Membaca Poros Maritim Dunia dan Posisi Silang dari Perspektif Geopolitik

Bagikan artikel ini

Catatan tak ilmiah ini dilatarbelakangi keprihatinan, bahwa tidak sedikit program dan kebijakan pemerintah yang berdimensi sangat strategis, seringkali tak dibarengi pengetahuan tentang anatomi permasalahan, tanpa basis pemahaman yang mendalam soal geopolitik, dan tidak ada kajian tentang apa dan mana kebutuhan (agenda) prioritas bangsa. Sudah barang tentu, prakiraan yang bakal muncul atas program dimaksud, bahwa selain terkendala secara teknis, atau berpotensi menjauhkan dari tujuan negara (sesuai pembukaan UUD ‘45), juga kebijakan tersebut dapat menimbulkan “bencana geopolitik” pada bangsa dan negara. Artinya, penetapan kebijakan yang tidak pas atau kurang tepat bukan menyelesaikan masalah, malah mengundang persoalan lain yang terkadang lebih besar. Jika hal tersebut berlangsung, sesungguhnya pemerintah justru bagian permasalahan, bukan bagian dari solusi. Inilah premis, asumsi ataupun prolog dalam tulisan sederhana ini.

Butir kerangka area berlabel
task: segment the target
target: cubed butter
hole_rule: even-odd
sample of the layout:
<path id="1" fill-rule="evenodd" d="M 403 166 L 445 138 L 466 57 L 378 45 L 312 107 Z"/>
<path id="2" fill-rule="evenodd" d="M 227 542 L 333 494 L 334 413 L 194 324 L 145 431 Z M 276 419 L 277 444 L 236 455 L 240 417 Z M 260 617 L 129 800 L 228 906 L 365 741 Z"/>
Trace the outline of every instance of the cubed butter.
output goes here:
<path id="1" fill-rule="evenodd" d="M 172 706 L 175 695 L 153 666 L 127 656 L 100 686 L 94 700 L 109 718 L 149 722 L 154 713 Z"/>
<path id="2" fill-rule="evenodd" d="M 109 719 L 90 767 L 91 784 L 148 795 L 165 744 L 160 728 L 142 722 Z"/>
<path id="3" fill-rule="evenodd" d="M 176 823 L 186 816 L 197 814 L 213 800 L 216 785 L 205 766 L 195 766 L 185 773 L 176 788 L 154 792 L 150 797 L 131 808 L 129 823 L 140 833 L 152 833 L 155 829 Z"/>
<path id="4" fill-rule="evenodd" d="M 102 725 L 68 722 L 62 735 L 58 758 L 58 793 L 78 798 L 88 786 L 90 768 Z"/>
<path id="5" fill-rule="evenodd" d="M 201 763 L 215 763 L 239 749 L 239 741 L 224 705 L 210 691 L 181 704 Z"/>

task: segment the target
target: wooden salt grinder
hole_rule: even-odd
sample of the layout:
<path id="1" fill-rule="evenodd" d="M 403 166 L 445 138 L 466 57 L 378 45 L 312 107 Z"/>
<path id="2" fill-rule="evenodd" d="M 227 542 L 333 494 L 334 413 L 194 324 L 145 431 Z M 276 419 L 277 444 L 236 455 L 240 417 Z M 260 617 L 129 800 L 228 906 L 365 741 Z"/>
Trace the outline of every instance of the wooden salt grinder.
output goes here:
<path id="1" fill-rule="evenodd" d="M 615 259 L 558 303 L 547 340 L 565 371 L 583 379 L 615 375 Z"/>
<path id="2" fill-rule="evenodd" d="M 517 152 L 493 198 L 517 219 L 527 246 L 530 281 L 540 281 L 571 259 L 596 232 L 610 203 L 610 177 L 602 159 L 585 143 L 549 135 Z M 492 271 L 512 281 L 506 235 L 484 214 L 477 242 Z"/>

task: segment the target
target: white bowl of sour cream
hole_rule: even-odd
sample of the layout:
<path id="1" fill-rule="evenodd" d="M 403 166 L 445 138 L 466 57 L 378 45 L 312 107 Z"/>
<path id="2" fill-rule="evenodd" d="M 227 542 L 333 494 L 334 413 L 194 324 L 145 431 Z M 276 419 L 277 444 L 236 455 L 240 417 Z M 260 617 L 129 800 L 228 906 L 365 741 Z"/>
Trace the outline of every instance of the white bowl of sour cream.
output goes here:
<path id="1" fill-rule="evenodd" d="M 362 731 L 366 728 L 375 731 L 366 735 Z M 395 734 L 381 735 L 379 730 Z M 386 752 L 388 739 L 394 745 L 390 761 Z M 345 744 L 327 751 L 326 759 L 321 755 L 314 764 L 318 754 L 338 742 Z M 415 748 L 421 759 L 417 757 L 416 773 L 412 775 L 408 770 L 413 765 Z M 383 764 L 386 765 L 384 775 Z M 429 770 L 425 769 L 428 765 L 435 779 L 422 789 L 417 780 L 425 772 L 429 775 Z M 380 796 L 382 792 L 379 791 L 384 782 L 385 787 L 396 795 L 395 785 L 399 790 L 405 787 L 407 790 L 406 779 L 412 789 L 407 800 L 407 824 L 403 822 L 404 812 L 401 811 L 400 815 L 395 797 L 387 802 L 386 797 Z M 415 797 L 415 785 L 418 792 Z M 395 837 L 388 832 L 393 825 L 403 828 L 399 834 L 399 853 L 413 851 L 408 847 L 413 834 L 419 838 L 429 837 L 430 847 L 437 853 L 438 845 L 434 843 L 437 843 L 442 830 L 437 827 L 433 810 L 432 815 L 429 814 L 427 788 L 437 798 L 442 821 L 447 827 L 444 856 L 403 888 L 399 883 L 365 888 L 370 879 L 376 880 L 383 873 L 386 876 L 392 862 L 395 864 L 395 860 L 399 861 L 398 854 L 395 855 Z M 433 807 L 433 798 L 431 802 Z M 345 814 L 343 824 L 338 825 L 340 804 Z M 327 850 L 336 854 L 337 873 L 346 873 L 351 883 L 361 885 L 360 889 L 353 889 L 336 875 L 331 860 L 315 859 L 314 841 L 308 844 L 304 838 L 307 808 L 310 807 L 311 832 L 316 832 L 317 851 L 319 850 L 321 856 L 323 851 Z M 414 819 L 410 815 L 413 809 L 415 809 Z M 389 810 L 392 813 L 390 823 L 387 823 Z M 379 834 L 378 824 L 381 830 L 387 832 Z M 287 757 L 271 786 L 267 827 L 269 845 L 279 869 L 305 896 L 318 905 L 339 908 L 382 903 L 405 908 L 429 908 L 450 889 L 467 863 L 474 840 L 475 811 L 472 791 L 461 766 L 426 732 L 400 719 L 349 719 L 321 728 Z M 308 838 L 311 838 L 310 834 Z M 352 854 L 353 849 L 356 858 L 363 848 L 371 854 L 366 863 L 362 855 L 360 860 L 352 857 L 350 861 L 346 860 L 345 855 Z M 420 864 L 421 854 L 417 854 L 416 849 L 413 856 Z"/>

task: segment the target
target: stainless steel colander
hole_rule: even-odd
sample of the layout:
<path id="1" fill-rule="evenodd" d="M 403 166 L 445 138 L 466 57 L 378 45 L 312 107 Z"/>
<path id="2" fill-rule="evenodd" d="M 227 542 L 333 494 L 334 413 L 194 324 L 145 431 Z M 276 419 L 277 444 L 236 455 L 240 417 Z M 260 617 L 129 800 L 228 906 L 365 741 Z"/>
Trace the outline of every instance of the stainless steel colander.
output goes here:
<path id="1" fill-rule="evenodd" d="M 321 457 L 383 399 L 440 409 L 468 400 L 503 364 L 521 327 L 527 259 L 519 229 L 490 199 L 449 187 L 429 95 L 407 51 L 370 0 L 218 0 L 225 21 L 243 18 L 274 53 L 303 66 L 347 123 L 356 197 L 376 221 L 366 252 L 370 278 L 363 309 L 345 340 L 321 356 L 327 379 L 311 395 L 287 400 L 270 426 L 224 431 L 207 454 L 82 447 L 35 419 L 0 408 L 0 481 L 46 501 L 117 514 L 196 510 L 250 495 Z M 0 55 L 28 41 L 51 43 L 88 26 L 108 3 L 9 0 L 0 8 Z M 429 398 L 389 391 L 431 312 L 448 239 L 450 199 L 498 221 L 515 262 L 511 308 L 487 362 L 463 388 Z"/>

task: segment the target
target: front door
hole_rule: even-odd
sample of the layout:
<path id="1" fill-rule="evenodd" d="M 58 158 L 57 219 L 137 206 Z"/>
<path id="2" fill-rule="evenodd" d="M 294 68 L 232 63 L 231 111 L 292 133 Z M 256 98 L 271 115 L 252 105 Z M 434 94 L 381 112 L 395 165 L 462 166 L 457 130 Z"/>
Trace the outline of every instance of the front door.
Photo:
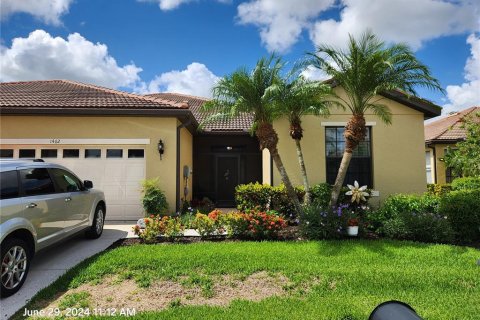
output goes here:
<path id="1" fill-rule="evenodd" d="M 239 157 L 219 155 L 216 167 L 217 206 L 233 207 L 239 178 Z"/>

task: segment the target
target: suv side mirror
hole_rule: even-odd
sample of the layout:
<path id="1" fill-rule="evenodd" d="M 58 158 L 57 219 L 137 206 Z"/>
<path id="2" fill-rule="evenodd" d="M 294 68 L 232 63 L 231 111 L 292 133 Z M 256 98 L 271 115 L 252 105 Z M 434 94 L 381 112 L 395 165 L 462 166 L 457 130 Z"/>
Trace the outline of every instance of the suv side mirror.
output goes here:
<path id="1" fill-rule="evenodd" d="M 85 189 L 92 189 L 93 188 L 93 182 L 90 180 L 85 180 L 83 181 L 83 186 Z"/>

» **Tugas Latihan**
Tolong tuliskan kembali seluruh teks tentang poros maritim dunia di atas, kata demi kata, tanpa mengubah apa pun.

» **Hasil**
Membaca Poros Maritim Dunia dan Posisi Silang dari Perspektif Geopolitik

Bagikan artikel ini

Catatan tak ilmiah ini dilatarbelakangi keprihatinan, bahwa tidak sedikit program dan kebijakan pemerintah yang berdimensi sangat strategis, seringkali tak dibarengi pengetahuan tentang anatomi permasalahan, tanpa basis pemahaman yang mendalam soal geopolitik, dan tidak ada kajian tentang apa dan mana kebutuhan (agenda) prioritas bangsa. Sudah barang tentu, prakiraan yang bakal muncul atas program dimaksud, bahwa selain terkendala secara teknis, atau berpotensi menjauhkan dari tujuan negara (sesuai pembukaan UUD ‘45), juga kebijakan tersebut dapat menimbulkan “bencana geopolitik” pada bangsa dan negara. Artinya, penetapan kebijakan yang tidak pas atau kurang tepat bukan menyelesaikan masalah, malah mengundang persoalan lain yang terkadang lebih besar. Jika hal tersebut berlangsung, sesungguhnya pemerintah justru bagian permasalahan, bukan bagian dari solusi. Inilah premis, asumsi ataupun prolog dalam tulisan sederhana ini.